■ Required tasks ■
- A) Translate this sentence from the film entry into Spanish: "It is a sequel to Pardon Mon Affaire (1976)."
- B) Retype the part of the film entry starting at "1977 film by" and ending at "the first film.".

■ Document excerpt ■
◆ ◆ ◆ ◆ ◆
- Theatrical release poster
- French: Nous irons tous au paradis
- Directed by: Yves Robert
- Screenplay by: Jean-Loup Dabadie; Yves Robert;
- Dialogue by: Jean-Loup Dabadie
- Produced by: Alain Poiré; Yves Robert;
- Starring: Jean Rochefort; Claude Brasseur; Guy Bedos; Victor Lanoux; Danièle Delorme;
- Cinematography: René Mathelin
- Edited by: Pierre Gillette
- Music by: Vladimir Cosma
- Production companies: La Guéville; Gaumont International;
- Distributed by: Gaumont Distribution
- Release date: 9 November 1977;
- Running time: 110 minutes
- Country: France
- Language: French
- Box office: $13.5 million

= Pardon Mon Affaire, Too! =

1977 film by Yves Robert

Pardon Mon Affaire, Too! (Nous irons tous au paradis) is a 1977 French romantic comedy film co-written and directed by Yves Robert. It is a sequel to Pardon Mon Affaire (1976). Jean Rochefort, Claude Brasseur, Guy Bedos, Victor Lanoux and Danièle Delorme reprise their roles from the first film.
◆ ◆ ◆ ◆ ◆
[Records in a dataset]
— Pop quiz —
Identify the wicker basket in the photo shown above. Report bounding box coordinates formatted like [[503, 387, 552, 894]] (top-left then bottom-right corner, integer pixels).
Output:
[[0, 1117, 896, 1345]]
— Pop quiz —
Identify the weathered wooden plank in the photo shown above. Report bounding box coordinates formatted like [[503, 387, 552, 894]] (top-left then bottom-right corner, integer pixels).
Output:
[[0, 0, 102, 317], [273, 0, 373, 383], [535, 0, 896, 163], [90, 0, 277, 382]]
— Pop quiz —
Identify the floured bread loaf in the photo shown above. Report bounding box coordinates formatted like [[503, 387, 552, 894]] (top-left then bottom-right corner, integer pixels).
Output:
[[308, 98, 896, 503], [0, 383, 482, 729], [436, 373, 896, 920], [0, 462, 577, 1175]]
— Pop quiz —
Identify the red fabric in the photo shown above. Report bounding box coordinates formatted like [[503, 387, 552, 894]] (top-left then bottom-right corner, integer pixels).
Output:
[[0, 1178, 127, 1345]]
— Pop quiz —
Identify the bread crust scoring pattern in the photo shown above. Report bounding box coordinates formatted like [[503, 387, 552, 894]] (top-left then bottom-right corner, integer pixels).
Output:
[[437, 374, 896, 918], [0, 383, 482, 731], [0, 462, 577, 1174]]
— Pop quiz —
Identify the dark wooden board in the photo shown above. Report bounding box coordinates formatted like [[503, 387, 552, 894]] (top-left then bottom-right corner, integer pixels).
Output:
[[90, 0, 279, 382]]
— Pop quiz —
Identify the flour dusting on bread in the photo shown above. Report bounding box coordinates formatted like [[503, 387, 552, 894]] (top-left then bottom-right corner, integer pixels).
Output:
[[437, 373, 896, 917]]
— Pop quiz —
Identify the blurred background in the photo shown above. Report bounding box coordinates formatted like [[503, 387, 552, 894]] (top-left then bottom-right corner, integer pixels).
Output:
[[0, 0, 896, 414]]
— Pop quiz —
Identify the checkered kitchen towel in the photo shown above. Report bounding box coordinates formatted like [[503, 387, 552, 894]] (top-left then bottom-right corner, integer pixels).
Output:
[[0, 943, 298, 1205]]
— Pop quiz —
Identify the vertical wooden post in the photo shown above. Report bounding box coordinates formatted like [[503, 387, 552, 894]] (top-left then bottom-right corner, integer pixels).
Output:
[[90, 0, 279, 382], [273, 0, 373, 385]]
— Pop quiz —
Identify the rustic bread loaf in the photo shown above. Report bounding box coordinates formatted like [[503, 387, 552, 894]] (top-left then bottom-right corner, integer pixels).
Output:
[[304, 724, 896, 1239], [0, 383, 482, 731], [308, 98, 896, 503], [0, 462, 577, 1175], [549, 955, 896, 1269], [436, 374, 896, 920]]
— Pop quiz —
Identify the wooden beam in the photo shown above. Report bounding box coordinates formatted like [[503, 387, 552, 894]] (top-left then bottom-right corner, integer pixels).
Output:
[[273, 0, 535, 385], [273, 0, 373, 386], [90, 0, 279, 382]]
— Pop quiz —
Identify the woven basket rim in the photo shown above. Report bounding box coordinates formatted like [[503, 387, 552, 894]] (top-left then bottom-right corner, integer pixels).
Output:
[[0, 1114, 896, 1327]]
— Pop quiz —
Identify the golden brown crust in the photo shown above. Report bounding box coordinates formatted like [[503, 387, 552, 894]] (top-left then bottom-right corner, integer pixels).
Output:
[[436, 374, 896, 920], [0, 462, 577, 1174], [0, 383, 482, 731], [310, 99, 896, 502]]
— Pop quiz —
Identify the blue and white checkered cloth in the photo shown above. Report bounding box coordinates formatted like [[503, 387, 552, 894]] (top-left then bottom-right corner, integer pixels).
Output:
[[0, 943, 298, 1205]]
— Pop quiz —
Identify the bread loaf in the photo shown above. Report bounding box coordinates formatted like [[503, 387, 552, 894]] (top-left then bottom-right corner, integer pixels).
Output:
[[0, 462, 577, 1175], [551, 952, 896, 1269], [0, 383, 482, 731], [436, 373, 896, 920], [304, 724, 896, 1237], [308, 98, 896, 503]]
◆ ◆ ◆ ◆ ◆
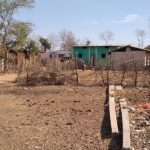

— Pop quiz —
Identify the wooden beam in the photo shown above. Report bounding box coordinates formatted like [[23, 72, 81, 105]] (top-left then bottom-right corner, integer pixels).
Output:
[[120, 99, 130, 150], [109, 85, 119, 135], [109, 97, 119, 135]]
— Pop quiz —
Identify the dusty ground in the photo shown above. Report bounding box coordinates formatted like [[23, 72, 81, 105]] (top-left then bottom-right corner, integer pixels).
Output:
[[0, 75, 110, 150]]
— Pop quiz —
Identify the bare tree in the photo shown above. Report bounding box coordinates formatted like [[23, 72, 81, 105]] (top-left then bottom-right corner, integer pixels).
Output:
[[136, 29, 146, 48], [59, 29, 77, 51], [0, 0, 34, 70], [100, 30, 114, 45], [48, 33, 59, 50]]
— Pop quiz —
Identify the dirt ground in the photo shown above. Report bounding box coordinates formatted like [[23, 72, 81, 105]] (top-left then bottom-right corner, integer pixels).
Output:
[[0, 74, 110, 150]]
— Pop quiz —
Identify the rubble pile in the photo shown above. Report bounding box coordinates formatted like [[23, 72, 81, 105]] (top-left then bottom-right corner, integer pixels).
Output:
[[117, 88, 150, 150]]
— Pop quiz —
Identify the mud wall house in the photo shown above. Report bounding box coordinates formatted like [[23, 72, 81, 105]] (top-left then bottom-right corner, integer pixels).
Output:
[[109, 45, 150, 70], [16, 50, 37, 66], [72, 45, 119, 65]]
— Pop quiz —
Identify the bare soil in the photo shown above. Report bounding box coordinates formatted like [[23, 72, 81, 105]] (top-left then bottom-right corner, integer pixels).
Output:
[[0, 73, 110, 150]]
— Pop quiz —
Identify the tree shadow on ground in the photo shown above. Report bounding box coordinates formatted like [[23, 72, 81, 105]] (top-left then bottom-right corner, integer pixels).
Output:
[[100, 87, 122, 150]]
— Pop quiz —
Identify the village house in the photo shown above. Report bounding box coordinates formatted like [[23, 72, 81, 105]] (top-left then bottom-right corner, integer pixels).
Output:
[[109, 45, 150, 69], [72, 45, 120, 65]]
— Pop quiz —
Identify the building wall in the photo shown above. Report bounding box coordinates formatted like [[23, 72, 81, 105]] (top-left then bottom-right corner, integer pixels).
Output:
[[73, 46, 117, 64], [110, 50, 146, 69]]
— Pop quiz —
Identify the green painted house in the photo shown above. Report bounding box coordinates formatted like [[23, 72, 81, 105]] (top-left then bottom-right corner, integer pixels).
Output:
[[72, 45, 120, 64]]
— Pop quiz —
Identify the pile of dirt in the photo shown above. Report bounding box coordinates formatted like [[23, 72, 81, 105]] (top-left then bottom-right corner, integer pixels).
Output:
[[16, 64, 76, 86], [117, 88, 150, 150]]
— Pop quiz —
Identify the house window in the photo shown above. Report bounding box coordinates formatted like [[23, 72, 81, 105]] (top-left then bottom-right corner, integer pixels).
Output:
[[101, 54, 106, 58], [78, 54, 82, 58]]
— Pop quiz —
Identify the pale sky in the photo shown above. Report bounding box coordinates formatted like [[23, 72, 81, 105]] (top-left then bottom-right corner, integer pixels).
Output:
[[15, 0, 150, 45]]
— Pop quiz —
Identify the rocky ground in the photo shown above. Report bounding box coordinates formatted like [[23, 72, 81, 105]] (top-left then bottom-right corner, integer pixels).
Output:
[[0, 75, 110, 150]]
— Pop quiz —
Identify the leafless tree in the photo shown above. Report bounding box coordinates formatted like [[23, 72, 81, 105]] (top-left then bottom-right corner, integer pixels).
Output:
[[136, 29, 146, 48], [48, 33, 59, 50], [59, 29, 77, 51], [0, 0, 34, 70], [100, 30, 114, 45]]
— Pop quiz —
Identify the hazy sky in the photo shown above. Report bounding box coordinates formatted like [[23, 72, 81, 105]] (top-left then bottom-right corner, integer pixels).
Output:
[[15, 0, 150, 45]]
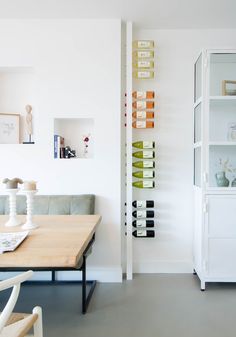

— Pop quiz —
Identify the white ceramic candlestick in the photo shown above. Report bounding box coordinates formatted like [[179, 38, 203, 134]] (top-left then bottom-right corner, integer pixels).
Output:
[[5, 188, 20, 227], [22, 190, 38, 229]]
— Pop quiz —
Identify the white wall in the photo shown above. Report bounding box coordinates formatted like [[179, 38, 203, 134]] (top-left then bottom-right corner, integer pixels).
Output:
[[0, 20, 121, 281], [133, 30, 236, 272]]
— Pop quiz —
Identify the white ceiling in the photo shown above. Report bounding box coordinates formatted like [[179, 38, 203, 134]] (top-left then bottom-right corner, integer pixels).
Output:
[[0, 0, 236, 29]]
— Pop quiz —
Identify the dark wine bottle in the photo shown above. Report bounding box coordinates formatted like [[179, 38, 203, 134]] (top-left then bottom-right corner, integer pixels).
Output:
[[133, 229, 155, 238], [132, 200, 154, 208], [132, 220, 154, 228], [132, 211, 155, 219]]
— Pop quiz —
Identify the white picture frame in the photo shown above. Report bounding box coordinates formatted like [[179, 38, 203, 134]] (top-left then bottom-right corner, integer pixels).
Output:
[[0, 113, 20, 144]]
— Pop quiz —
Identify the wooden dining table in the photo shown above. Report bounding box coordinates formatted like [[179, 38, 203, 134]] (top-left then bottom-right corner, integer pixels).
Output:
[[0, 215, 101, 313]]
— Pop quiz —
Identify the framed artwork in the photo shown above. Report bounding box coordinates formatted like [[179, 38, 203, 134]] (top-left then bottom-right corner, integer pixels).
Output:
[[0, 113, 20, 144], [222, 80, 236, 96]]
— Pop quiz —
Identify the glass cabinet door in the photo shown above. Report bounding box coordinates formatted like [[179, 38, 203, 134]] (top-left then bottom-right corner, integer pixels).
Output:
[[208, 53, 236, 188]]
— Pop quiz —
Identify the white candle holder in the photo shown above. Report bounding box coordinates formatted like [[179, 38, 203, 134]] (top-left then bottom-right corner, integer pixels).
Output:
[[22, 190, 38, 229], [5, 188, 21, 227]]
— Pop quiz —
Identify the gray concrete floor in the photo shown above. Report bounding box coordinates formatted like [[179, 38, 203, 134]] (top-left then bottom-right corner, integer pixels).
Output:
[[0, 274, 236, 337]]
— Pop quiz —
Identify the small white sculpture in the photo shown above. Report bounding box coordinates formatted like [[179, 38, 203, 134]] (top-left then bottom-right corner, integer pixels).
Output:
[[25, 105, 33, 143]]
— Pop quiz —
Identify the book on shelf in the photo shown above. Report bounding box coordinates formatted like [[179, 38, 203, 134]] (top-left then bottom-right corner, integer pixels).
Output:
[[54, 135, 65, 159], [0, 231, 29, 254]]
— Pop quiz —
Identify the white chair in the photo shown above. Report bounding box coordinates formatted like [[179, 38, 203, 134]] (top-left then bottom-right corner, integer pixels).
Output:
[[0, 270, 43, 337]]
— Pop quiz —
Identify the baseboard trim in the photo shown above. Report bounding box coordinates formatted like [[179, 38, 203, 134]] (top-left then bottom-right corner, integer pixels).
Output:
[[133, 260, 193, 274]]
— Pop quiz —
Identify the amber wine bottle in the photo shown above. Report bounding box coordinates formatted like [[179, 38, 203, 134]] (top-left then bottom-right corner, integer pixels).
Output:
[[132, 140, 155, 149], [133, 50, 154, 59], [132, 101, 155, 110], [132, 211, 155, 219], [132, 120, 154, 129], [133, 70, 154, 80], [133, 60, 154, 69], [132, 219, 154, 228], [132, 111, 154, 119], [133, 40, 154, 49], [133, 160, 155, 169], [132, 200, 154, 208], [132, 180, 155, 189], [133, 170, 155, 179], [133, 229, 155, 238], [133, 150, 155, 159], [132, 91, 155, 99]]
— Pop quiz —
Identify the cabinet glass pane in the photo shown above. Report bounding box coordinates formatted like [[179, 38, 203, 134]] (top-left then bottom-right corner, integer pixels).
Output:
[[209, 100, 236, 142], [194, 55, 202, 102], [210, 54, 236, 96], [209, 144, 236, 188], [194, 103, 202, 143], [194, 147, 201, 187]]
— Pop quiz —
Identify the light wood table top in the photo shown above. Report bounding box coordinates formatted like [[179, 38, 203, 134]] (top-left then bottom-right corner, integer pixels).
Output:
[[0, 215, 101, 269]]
◆ ◆ ◆ ◆ ◆
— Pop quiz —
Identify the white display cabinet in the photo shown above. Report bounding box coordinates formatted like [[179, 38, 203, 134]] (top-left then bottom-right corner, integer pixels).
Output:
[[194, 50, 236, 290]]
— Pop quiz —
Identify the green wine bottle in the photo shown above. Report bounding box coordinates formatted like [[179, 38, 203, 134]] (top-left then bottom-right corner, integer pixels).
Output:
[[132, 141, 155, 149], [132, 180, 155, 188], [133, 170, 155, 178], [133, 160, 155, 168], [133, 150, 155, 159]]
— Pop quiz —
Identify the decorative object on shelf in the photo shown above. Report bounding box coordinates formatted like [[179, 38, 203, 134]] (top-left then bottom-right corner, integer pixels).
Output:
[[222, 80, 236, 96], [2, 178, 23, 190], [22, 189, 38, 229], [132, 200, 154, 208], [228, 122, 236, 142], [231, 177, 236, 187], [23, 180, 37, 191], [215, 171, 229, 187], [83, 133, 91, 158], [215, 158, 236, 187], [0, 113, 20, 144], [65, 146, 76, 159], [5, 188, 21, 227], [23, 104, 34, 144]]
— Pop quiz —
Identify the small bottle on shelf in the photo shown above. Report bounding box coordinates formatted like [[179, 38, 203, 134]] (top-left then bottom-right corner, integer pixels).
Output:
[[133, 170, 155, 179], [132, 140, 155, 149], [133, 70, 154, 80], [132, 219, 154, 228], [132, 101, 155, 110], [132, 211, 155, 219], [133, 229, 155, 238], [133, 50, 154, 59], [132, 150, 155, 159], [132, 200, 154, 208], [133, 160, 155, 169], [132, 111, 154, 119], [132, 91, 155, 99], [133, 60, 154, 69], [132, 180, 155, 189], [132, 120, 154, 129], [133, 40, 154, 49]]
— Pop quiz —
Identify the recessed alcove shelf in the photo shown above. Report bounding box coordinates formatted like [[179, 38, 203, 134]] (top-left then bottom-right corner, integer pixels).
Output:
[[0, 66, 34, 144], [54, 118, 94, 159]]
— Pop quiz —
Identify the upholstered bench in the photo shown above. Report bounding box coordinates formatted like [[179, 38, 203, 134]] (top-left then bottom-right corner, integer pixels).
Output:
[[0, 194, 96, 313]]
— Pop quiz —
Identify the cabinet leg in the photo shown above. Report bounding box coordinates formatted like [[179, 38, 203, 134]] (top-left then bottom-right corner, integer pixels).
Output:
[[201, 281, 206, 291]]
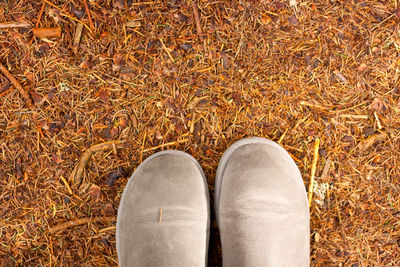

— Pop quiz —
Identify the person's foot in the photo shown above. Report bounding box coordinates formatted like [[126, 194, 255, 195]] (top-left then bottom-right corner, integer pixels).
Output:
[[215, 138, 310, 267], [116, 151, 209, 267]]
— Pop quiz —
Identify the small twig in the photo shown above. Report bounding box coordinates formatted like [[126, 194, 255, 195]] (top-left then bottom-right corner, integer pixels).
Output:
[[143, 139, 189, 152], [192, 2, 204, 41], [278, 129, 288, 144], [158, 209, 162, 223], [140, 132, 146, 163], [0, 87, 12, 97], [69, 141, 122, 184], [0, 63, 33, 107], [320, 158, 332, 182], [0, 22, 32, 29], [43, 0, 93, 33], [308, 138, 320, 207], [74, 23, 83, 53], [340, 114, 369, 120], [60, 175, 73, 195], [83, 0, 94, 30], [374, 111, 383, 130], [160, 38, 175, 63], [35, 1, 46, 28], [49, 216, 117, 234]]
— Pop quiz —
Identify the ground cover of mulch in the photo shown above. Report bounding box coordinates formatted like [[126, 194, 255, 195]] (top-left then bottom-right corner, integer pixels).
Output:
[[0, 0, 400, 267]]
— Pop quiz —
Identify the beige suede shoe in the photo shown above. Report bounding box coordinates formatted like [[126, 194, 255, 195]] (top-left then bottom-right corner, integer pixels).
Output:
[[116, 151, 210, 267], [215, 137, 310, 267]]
◆ ◆ ◆ ◆ ◆
■ Problem solutions ■
- A) Es una secuela de Pardon Mon Affaire (1976).

- B)
1977 film by Yves Robert

Pardon Mon Affaire, Too! (Nous irons tous au paradis) is a 1977 French romantic comedy film co-written and directed by Yves Robert. It is a sequel to Pardon Mon Affaire (1976). Jean Rochefort, Claude Brasseur, Guy Bedos, Victor Lanoux and Danièle Delorme reprise their roles from the first film.